**Supplied text**

## begin

# Meet My New Puppy



## Jess2308 (May 12, 2009)

Hello,

I seemed to have lost the link to this website somewhere when I bought a new laptop a few weeks ago!! So I am late introducing my new baby  I have had her about 5 weeks now and she is an afghan pup which is a first for me 

Some photos from the last few weeks.


----------



## simplysardonic (Sep 1, 2009)

Absolutely stunning! 

I don't think there's any Afghans on here so it will be lovely to see pupdates, my mum had a couple when I was tiny, I barely remember them though. Saw some beautiful ones at Crufts this year.


----------



## Jess2308 (May 12, 2009)

simplysardonic said:


> Absolutely stunning!
> 
> I don't think there's any Afghans on here so it will be lovely to see pupdates, my mum had a couple when I was tiny, I barely remember them though. Saw some beautiful ones at Crufts this year.


Thank you!  I missed a couple of the most recent (sunday) pics off so just added them, you can probably see how much she's changed just from the pics. She is huge and hairy now :lol:

They don't seem to be a hugely popular breed, apparently they were THE breed to have in the 70's  No idea why they would be unpopular now... weird isn't it..


----------



## simplysardonic (Sep 1, 2009)

## end

**What to do**
[a] In the puppy thread, how long has Jess2308 had the puppy?
[b] Copy everything in the puppy thread from "I seemed to" down to "last few weeks.".

**Provided records**
## begin

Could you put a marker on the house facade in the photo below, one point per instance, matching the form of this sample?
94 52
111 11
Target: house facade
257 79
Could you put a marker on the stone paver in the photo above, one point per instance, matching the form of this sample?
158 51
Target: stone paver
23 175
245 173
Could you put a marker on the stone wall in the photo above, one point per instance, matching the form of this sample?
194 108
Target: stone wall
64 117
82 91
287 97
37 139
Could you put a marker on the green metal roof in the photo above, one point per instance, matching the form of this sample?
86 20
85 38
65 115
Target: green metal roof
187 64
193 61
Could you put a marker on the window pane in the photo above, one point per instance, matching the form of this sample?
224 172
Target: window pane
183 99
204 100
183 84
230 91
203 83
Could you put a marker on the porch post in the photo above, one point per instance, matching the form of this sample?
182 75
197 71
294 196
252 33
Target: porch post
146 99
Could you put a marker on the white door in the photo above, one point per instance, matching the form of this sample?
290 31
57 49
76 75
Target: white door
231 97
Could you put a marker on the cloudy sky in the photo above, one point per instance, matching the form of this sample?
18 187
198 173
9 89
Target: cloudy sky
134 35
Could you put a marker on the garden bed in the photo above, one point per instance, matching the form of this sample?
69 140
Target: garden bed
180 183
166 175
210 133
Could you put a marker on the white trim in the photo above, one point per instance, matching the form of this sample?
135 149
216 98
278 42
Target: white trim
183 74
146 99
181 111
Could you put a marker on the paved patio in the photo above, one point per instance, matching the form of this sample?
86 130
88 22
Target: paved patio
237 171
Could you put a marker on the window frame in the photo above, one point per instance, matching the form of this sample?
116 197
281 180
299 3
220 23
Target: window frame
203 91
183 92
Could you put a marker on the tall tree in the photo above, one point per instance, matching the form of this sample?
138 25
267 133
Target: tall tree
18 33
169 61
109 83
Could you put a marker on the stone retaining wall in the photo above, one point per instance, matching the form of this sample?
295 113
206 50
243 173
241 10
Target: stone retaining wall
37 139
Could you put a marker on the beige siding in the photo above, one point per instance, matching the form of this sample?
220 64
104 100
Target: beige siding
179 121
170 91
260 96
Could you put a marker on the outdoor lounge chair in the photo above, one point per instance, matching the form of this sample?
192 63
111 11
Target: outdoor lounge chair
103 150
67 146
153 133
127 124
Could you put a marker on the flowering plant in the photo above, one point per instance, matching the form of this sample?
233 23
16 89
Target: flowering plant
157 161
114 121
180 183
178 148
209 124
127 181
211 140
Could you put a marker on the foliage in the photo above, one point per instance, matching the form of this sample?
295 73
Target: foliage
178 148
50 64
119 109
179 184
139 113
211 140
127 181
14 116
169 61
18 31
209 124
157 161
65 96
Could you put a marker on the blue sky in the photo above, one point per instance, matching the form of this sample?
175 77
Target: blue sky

## end

**Solutions to the problems**
[a] About 5 weeks.

[b]
I seemed to have lost the link to this website somewhere when I bought a new laptop a few weeks ago!! So I am late introducing my new baby  I have had her about 5 weeks now and she is an afghan pup which is a first for me 

Some photos from the last few weeks.